§ Requirements: Write out the data below in full, unchanged, minus the images.

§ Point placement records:

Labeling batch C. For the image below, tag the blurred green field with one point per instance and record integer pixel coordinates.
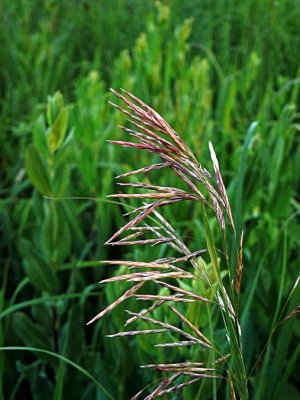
(220, 71)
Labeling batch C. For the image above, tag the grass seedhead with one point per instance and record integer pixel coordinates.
(174, 276)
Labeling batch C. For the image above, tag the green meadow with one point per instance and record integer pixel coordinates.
(221, 71)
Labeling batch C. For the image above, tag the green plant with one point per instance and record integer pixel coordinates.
(209, 281)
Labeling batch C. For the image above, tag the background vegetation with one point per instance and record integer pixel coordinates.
(225, 71)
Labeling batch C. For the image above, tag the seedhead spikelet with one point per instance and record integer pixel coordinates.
(153, 134)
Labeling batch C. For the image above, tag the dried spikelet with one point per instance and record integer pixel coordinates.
(125, 296)
(150, 132)
(239, 271)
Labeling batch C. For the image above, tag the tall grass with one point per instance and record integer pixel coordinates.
(219, 78)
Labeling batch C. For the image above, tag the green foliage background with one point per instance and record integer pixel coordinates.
(225, 71)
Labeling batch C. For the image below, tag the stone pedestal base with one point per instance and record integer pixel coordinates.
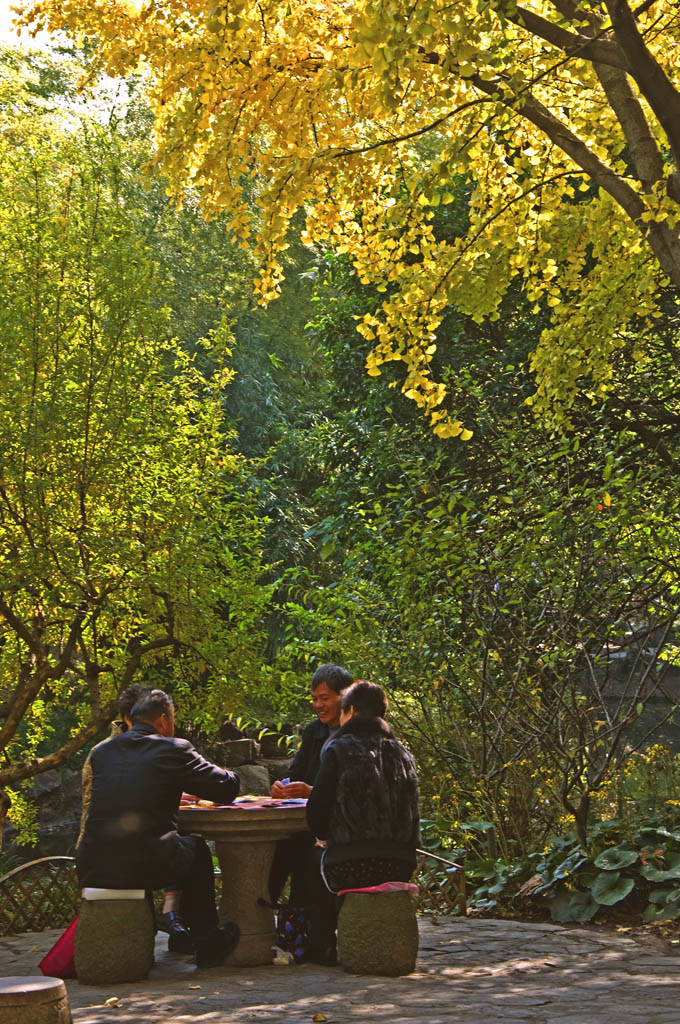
(378, 934)
(114, 941)
(34, 1000)
(245, 866)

§ Answer:
Labeling batch C. For the image below, tag the blurred green field with one point per instance and record integer pixel coordinates.
(220, 71)
Labeling batch C. For the image above, tag the grass seedhead with one point per instance and record integer pixel coordinates.
(174, 276)
Labeling batch C. For the image above, tag the green meadow with one point per instance and record integer pixel coordinates.
(221, 71)
Labeling batch C. For the image above, tag the green plant with one point per instance and record integer pixel coordinates.
(209, 281)
Labeling batch C. For the image above, tag the background vegetation with one point per instance and record integer pixel coordinates.
(225, 71)
Labeling batch C. For the image above, tag the seedhead spikelet with one point per instance and record integer pixel coordinates.
(153, 134)
Labeling batch C. For the image above, tag the dried spikelet with one point per instance and record integer pixel coordinates.
(125, 296)
(150, 132)
(239, 271)
Labeling batch C. For the image above, tag the tall grass with one point per instance and record integer pixel coordinates.
(219, 78)
Labeling batch C. For the image above, tag the green foliage background with one point per instance and record integer pixel coordinates.
(225, 71)
Labeling batch C. For the image below, tag the stone pedestal base with one point per instance and record integer pixel coordinates.
(378, 934)
(114, 941)
(34, 1000)
(245, 866)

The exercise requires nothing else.